● Tarefas a realizar:
1) Reescreva o texto sobre Santa Catarina de "O imperador ficou" até "o que responder.", trocando "donzela" por "jovem".
2) Segundo o texto sobre Santa Catarina, em que cidade ela nasceu?

● Trecho do texto:

================

Santa Catarina nasceu em Alexandria, de pais pagãos. Era dotada de grande beleza pessoal, e possuía uma inteligência tão extraordinária, que dominava todas as ciências existentes na época em sua cidade natal. A única da qual não tinha conhecimento era a da salvação eterna, mas finalmente obteve-a da seguinte forma: enquanto dormia, teve a impressão de que a Rainha do Céu aparecia-lhe envolta numa admirável beleza, trazendo nos braços seu divino Filho. Ele, porém, virando o rosto para ela com descontentamento, disse que Catarina era feia, porque não fora batizada. 

Ao acordar, começou a pensar no sonho que teve e recebeu uma inspiração do Céu para tornar-se cristã. Depois de receber a devida instrução, finalmente recebeu o santo Batismo. Posteriormente, a Virgem Santíssima apareceu-lhe novamente em sonho ao lado de Cristo, que, olhando com ternura para Catarina, pôs um anel em seu dedo como sinal de que a escolhera por esposa. Ao acordar, encontrou um anel em seu dedo e, sem demora, decidiu consagrar  a virgindade ao Senhor e tornar-se uma cristã mais zelosa.

Maximino, o imperador, tinha estabelecido um certo dia para celebrar um sacrifício público em honra dos falsos deuses, e todos os habitantes da cidade foram obrigados a participar. Catarina ficou muito triste por ver que o povo honrava o demônio daquela maneira e não conhecia o verdadeiro Deus. Munida de coragem, entrou destemidamente no templo, onde o imperador assistia pessoalmente ao sacrifício, e, dirigindo-se a ele com liberdade cristã, mostrou-lhe como ele era cego por adorar ídolos e tentou convencê-lo da veracidade do cristianismo.

Santa Catarina subjugando o imperador. Pintura de Claudio Coello.

O imperador ficou muito surpreso com o fato de uma donzela ter ousado falar daquela maneira com ele, mas ao mesmo tempo ficou fascinado com a aparência e a eloquência de Catarina. Tão logo ele retornara ao palácio, Catarina foi novamente ao seu encontro e falou com tanta veemência sobre a falsidade dos deuses pagãos e a autenticidade da religião cristã, que o imperador não soube o que responder. 

Aquilo que era incapaz de fazer, pensava que outros poderiam fazer por ele. Então, convocou alguns dos homens mais eruditos para que respondessem aos argumentos de Catarina e a persuadissem a renunciar à fé cristã. Deus, porém, que, por meio de uma frágil donzela, poderia reduzir a nada a sabedoria dos pagãos, inspirou Santa Catarina com tal eloquência, que ela conseguiu convencê-los de seu erro. E o fez com tal perfeição, que renunciaram a ele publicamente  e proclamaram a fé cristã como a única verdadeira. O imperador, furioso com um desfecho tão inesperado, ordenou que aqueles novos confessores de Cristo fossem imediatamente executados.

================

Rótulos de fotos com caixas

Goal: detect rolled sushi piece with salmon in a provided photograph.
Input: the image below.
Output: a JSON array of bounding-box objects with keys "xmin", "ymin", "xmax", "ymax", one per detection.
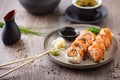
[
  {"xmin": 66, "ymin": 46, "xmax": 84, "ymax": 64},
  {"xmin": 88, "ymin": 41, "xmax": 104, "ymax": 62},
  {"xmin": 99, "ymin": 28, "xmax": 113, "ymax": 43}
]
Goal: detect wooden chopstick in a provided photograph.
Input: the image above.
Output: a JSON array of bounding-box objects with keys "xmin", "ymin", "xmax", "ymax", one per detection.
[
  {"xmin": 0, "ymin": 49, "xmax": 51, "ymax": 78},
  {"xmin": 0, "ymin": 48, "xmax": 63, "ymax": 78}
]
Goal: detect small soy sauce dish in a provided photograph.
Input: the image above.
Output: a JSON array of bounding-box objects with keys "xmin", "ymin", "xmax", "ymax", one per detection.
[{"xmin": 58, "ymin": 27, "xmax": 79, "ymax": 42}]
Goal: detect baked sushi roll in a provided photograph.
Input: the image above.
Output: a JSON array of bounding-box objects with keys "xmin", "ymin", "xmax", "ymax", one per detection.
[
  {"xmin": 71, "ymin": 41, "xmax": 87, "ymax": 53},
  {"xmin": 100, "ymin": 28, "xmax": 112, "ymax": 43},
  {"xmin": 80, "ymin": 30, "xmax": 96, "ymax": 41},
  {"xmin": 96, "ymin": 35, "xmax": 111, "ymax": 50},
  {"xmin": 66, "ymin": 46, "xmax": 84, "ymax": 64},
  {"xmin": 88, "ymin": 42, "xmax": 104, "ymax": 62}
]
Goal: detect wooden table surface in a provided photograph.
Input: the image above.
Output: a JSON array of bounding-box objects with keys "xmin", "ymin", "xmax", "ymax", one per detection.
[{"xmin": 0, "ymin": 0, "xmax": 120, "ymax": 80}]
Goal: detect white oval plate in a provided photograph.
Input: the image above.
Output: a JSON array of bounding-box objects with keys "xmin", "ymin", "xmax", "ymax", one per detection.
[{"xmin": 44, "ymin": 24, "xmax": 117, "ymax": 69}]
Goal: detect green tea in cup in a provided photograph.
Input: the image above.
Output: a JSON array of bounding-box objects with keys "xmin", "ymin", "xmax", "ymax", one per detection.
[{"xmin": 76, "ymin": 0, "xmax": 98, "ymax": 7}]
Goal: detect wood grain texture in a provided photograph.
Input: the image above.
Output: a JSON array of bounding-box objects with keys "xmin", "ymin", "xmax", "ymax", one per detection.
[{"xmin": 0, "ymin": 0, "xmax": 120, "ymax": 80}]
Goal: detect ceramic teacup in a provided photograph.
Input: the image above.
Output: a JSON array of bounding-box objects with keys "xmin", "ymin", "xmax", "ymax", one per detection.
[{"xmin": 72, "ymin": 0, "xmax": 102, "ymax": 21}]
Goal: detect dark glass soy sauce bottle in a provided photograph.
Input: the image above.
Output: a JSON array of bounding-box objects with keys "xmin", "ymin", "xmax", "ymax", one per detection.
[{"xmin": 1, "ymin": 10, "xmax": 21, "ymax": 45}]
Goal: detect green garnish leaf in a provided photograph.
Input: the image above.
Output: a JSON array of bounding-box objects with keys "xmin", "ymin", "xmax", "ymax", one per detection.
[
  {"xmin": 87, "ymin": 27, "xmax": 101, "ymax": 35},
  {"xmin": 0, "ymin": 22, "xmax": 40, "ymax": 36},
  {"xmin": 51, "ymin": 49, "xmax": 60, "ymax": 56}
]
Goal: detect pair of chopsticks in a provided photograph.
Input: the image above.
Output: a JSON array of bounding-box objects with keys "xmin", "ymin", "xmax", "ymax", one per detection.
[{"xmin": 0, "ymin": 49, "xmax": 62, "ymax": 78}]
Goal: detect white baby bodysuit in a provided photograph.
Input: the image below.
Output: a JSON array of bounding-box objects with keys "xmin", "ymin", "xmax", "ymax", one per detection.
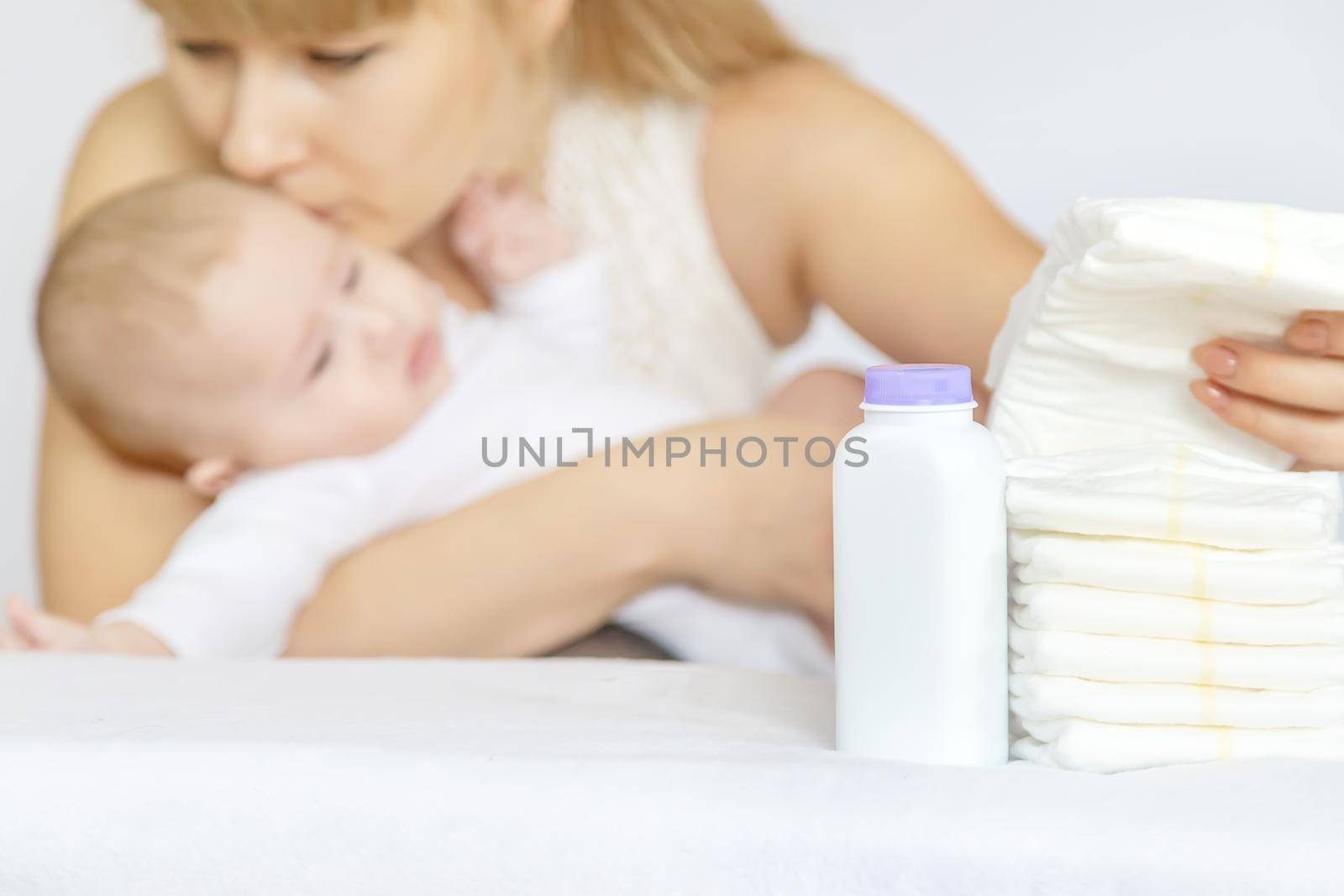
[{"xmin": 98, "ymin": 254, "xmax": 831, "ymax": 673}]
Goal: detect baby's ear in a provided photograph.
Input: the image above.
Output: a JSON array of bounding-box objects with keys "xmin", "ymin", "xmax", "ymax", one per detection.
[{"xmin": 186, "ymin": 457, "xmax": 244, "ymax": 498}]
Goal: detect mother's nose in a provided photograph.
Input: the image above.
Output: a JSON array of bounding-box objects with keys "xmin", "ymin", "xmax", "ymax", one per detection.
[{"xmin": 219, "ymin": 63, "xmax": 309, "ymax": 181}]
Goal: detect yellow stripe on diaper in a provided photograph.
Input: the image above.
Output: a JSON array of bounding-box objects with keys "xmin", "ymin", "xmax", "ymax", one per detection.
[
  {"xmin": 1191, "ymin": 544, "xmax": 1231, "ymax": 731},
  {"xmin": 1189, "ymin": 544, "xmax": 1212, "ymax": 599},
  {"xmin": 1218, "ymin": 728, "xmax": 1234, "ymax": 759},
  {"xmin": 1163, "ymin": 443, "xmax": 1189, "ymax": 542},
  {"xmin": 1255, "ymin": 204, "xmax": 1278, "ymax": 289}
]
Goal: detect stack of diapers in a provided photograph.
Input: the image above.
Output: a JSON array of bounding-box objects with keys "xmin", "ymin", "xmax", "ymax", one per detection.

================

● Respostas do exercício:
1)
O imperador ficou muito surpreso com o fato de uma jovem ter ousado falar daquela maneira com ele, mas ao mesmo tempo ficou fascinado com a aparência e a eloquência de Catarina. Tão logo ele retornara ao palácio, Catarina foi novamente ao seu encontro e falou com tanta veemência sobre a falsidade dos deuses pagãos e a autenticidade da religião cristã, que o imperador não soube o que responder.

2) Em Alexandria.